*Requirement:* Leave out any picture and return the remaining listing below exactly as given.

*Entries supplied:*
──────────────────────────────

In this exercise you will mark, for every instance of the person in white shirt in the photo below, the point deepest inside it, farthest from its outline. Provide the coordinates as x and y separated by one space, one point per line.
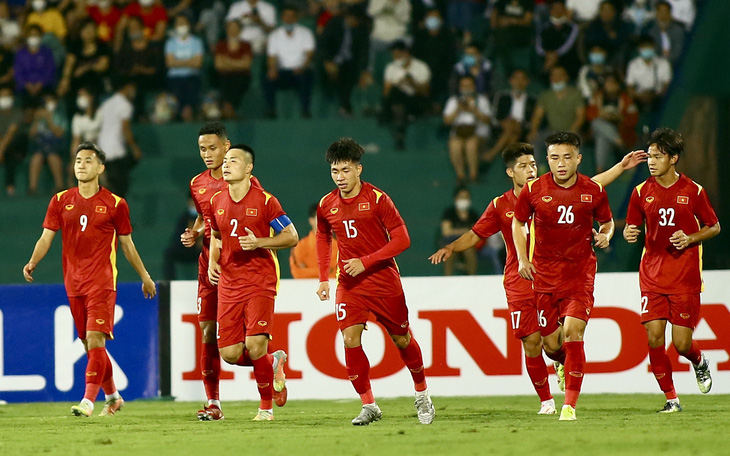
289 57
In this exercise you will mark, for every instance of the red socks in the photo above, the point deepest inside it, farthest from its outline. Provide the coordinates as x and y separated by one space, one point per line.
263 370
537 371
661 367
575 359
95 372
358 371
413 359
210 363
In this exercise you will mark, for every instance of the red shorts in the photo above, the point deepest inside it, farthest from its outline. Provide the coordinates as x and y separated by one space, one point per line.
552 308
353 309
252 316
523 318
207 299
679 309
94 312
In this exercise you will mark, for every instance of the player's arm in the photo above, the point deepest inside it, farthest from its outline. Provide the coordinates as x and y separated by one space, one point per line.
630 160
130 252
39 252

──────────────────────────────

*Complete response:*
In this exercise you will mark, for every instance of the person in white shirt in the photo below, the point deepest inside it, farthest from its outline. Provide the coordinates as x and y separated by one space, one point per line.
289 57
In this exercise you will mark, for every instance of the red socks in the photo above, the point deepest inside it, farthest from its outline. Provide the coordinates as x and y separated by one space, one point per line.
263 370
537 371
661 367
575 359
95 372
358 371
413 359
210 363
In this exercise you will mark, for every instance of the red shorts in the photo above, the point deepest inside it, farthest from its outline. Provide the coordinates as x and y separated by one space, one point per line.
552 308
353 309
252 316
523 318
207 299
679 309
94 312
In this exercise you will mark, for every instance of the player's arm in the photo above, the point deepest inside it, farthest from its outline. Provide the coordinates as x and y separated by one space, one point per line.
630 160
130 252
39 252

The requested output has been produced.